- _Written task_
Copy the records below line for line without changing anything, and leave the pictures out.

- _Supplied material_
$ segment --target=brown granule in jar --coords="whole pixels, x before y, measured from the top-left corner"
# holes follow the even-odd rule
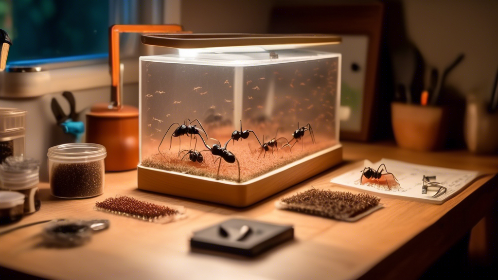
[[[50,178],[52,194],[57,197],[90,197],[104,192],[103,160],[56,163]]]
[[[298,193],[281,200],[284,209],[327,218],[352,218],[378,205],[380,199],[366,193],[319,190]]]
[[[142,201],[125,195],[109,197],[102,202],[97,202],[95,208],[99,210],[149,221],[179,213],[173,208]]]

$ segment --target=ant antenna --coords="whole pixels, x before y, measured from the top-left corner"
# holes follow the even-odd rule
[[[200,127],[201,127],[201,129],[202,129],[202,132],[204,133],[204,134],[205,134],[205,135],[206,135],[206,138],[209,138],[209,137],[208,136],[208,134],[207,134],[207,132],[206,132],[206,130],[205,130],[205,129],[204,129],[204,128],[202,127],[202,124],[201,124],[201,122],[199,121],[199,120],[198,120],[198,119],[196,119],[195,120],[193,120],[193,121],[192,121],[192,122],[190,122],[190,119],[187,119],[187,120],[188,120],[188,121],[189,121],[189,122],[190,122],[190,124],[191,124],[191,124],[192,124],[192,123],[193,123],[194,122],[196,122],[196,121],[197,121],[197,123],[198,123],[198,124],[199,124],[199,126],[200,126]]]

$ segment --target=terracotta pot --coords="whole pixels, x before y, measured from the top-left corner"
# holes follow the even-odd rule
[[[106,147],[106,171],[123,171],[138,164],[138,110],[124,106],[109,110],[97,104],[87,115],[86,141]]]
[[[393,102],[392,130],[400,147],[419,151],[441,147],[445,130],[443,109]]]

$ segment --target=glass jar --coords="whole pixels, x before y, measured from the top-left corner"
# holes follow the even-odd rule
[[[90,143],[70,143],[49,148],[52,195],[84,198],[104,193],[104,160],[107,155],[104,146]]]
[[[39,162],[34,158],[10,156],[0,165],[0,189],[24,195],[24,213],[30,214],[41,205],[38,191]]]
[[[24,213],[24,196],[15,191],[0,191],[0,225],[18,221]]]
[[[24,153],[26,111],[0,108],[0,163]]]

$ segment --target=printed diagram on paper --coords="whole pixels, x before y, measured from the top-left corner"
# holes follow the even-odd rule
[[[399,187],[393,187],[389,190],[382,184],[366,183],[365,178],[363,184],[361,185],[360,179],[363,168],[355,169],[345,173],[332,179],[331,182],[394,198],[441,204],[463,190],[479,174],[475,171],[413,164],[386,158],[374,163],[365,160],[364,164],[366,167],[372,167],[376,170],[381,163],[385,164],[389,172],[396,177],[399,183]],[[384,170],[383,173],[385,172]],[[446,187],[446,193],[437,198],[431,197],[438,190],[435,188],[429,189],[426,194],[422,194],[422,179],[424,175],[436,176],[434,181]],[[380,181],[382,182],[383,179],[381,178]]]

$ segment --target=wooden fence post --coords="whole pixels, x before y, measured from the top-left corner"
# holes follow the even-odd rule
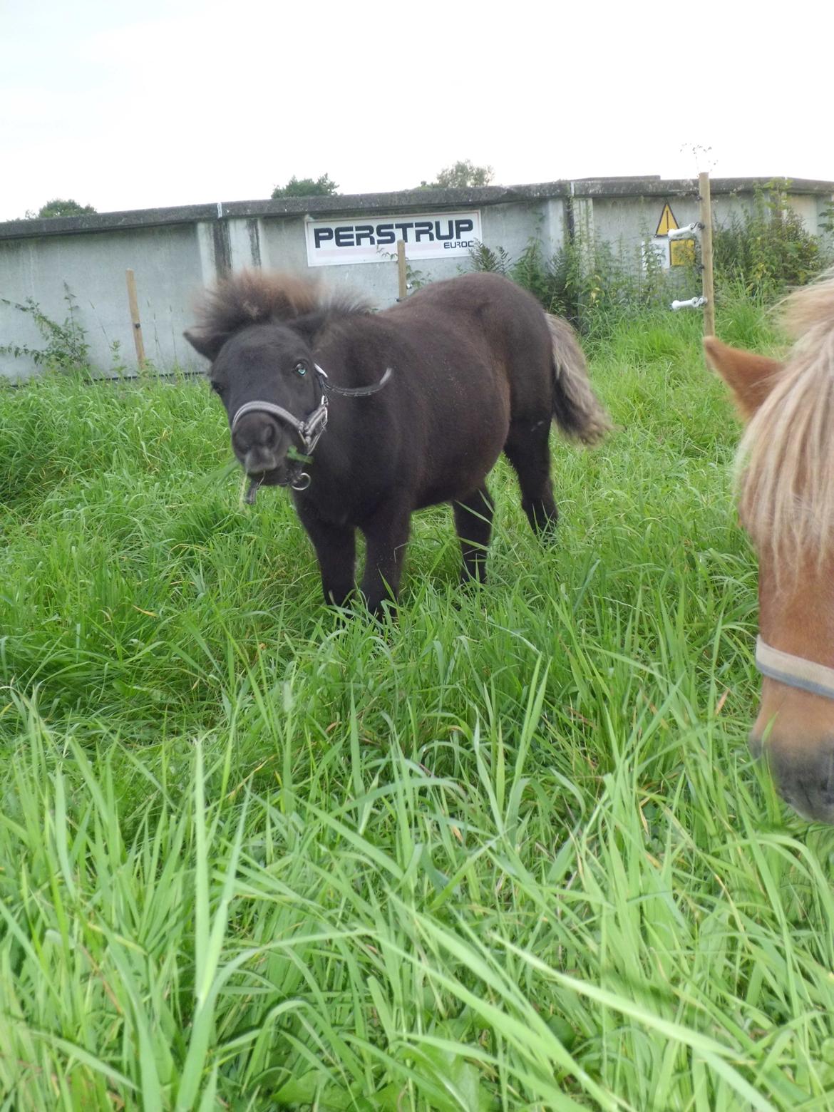
[[[401,239],[397,240],[397,277],[399,280],[398,301],[405,301],[408,295],[408,284],[406,281],[406,245]]]
[[[136,296],[136,278],[132,270],[126,271],[128,279],[128,305],[130,306],[130,319],[133,322],[133,344],[136,345],[136,358],[139,370],[145,368],[145,344],[142,341],[142,324],[139,319],[139,301]]]
[[[704,336],[715,336],[715,285],[713,282],[713,206],[709,196],[709,175],[698,175],[698,199],[701,201],[701,264],[704,306]]]

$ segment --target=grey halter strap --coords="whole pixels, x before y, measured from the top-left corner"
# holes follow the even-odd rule
[[[756,637],[756,667],[763,676],[824,698],[834,698],[834,668],[773,648]]]
[[[318,406],[312,410],[311,414],[305,419],[299,420],[295,414],[291,414],[289,409],[285,409],[284,406],[278,406],[274,401],[264,401],[261,399],[256,399],[254,401],[245,401],[244,405],[235,413],[231,418],[231,431],[235,431],[238,421],[246,414],[251,413],[267,413],[277,417],[279,420],[286,421],[290,425],[296,433],[298,433],[301,438],[301,444],[307,455],[312,453],[312,449],[319,441],[319,437],[327,428],[327,395],[328,394],[340,394],[348,398],[365,398],[370,394],[376,394],[377,390],[381,390],[388,379],[391,377],[391,368],[387,367],[385,374],[379,379],[378,383],[374,383],[373,386],[355,386],[355,387],[344,387],[334,386],[332,383],[327,377],[327,373],[324,371],[319,365],[314,364],[316,368],[316,376],[321,387],[321,400]]]
[[[234,433],[238,421],[246,414],[267,413],[290,425],[301,438],[305,451],[309,455],[318,444],[319,437],[327,428],[327,395],[321,395],[321,400],[306,420],[299,420],[289,409],[277,406],[274,401],[246,401],[237,410],[231,420],[231,431]]]

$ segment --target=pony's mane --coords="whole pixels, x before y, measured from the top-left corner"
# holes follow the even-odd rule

- _Written response_
$ segment --target=brown granule in jar --coords="whole pixels, x before y, measured from the top-left corner"
# holes follow the even-odd rule
[[[50,178],[52,194],[57,197],[90,197],[104,192],[103,160],[56,163]]]
[[[298,193],[281,200],[284,209],[327,218],[352,218],[378,205],[380,199],[366,193],[319,190]]]
[[[142,201],[125,195],[109,197],[102,202],[97,202],[95,208],[99,210],[149,221],[179,213],[173,208]]]

$ segment --target=ant antenna --coords="whole pixels, x before y, measured from the top-left corner"
# holes follow the even-odd rule
[[[200,127],[201,127],[201,129],[202,129],[202,132],[204,133],[204,134],[205,134],[205,135],[206,135],[206,138],[209,138],[209,137],[208,136],[208,134],[207,134],[207,132],[206,132],[206,130],[205,130],[205,129],[204,129],[204,128],[202,127],[202,124],[201,124],[201,122],[199,121],[199,120],[198,120],[198,119],[196,119],[195,120],[193,120],[193,121],[192,121],[192,122],[190,122],[190,119],[187,119],[187,120],[188,120],[188,121],[189,121],[189,122],[190,122],[190,124],[191,124],[191,124],[192,124],[192,123],[193,123],[194,122],[196,122],[196,121],[197,121],[197,123],[198,123],[198,124],[199,124],[199,126],[200,126]]]

$ segment --target=terracotta pot --coords="whole pixels, x before y, measured from the top-left corner"
# holes follow the even-odd rule
[[[106,147],[106,171],[123,171],[138,164],[138,110],[124,106],[109,110],[97,104],[87,115],[86,141]]]
[[[393,102],[392,130],[400,147],[419,151],[441,147],[445,130],[443,109]]]

$ segment --target=glass jar --coords="whole pixels, x before y, measured from the top-left corner"
# holes follow the even-odd rule
[[[90,143],[70,143],[49,148],[52,195],[84,198],[104,193],[104,160],[107,155],[104,146]]]
[[[39,162],[34,158],[10,156],[0,165],[0,189],[24,195],[24,213],[30,214],[41,205],[38,191]]]
[[[24,213],[24,196],[15,191],[0,191],[0,225],[18,221]]]
[[[24,153],[26,111],[0,108],[0,163]]]

$ segment --target=printed diagram on paper --coords="whole pixels, x before y, measured from the top-left corner"
# holes follow the even-odd rule
[[[399,187],[393,187],[389,190],[382,184],[366,183],[365,178],[363,184],[361,185],[360,179],[363,168],[355,169],[345,173],[332,179],[331,182],[394,198],[441,204],[463,190],[479,174],[475,171],[413,164],[386,158],[374,163],[365,160],[364,164],[366,167],[372,167],[376,170],[381,163],[385,164],[389,172],[396,177],[399,183]],[[384,170],[383,173],[385,172]],[[446,187],[446,193],[437,198],[431,197],[438,190],[435,188],[429,189],[426,194],[422,194],[422,179],[424,175],[436,176],[434,181]],[[380,181],[382,182],[383,179],[381,178]]]

$ segment --target=wooden fence post --coords="whole pixels, x before y, measured from the top-left corner"
# holes follow the even-odd rule
[[[401,239],[397,240],[397,277],[399,280],[398,301],[405,301],[408,295],[408,284],[406,281],[406,245]]]
[[[136,296],[136,278],[132,270],[126,271],[128,279],[128,305],[130,306],[130,319],[133,322],[133,344],[136,345],[136,358],[139,370],[145,368],[145,344],[142,341],[142,324],[139,319],[139,301]]]
[[[704,336],[715,336],[715,285],[713,282],[713,206],[709,196],[709,175],[698,175],[698,199],[701,201],[701,264],[704,306]]]

$ segment --target=grey halter strap --coords="whole pixels, x before y, measured from the top-left corner"
# holes follow the even-odd rule
[[[756,637],[756,667],[763,676],[824,698],[834,698],[834,668],[773,648]]]
[[[318,406],[312,410],[311,414],[305,419],[299,420],[295,414],[291,414],[289,409],[285,409],[284,406],[278,406],[274,401],[264,401],[261,399],[256,399],[254,401],[245,401],[244,405],[235,413],[231,418],[231,431],[235,431],[238,421],[246,414],[251,413],[267,413],[277,417],[279,420],[286,421],[290,425],[296,433],[298,433],[301,438],[301,444],[307,455],[312,453],[312,449],[319,441],[319,437],[327,428],[327,395],[328,394],[340,394],[348,398],[365,398],[370,394],[376,394],[377,390],[381,390],[388,379],[391,377],[391,368],[387,367],[385,374],[379,379],[378,383],[374,383],[373,386],[355,386],[355,387],[344,387],[334,386],[332,383],[327,377],[327,373],[324,371],[319,365],[314,364],[316,368],[316,376],[321,387],[321,400]]]
[[[234,433],[238,421],[246,414],[267,413],[290,425],[301,438],[305,451],[309,455],[318,444],[319,437],[327,428],[327,395],[321,395],[321,400],[306,420],[299,420],[289,409],[277,406],[274,401],[246,401],[237,410],[231,420],[231,431]]]

$ segment --target=pony's mane --coords="whole pixels, x before y, measured from the top-left corner"
# holes follow the even-odd rule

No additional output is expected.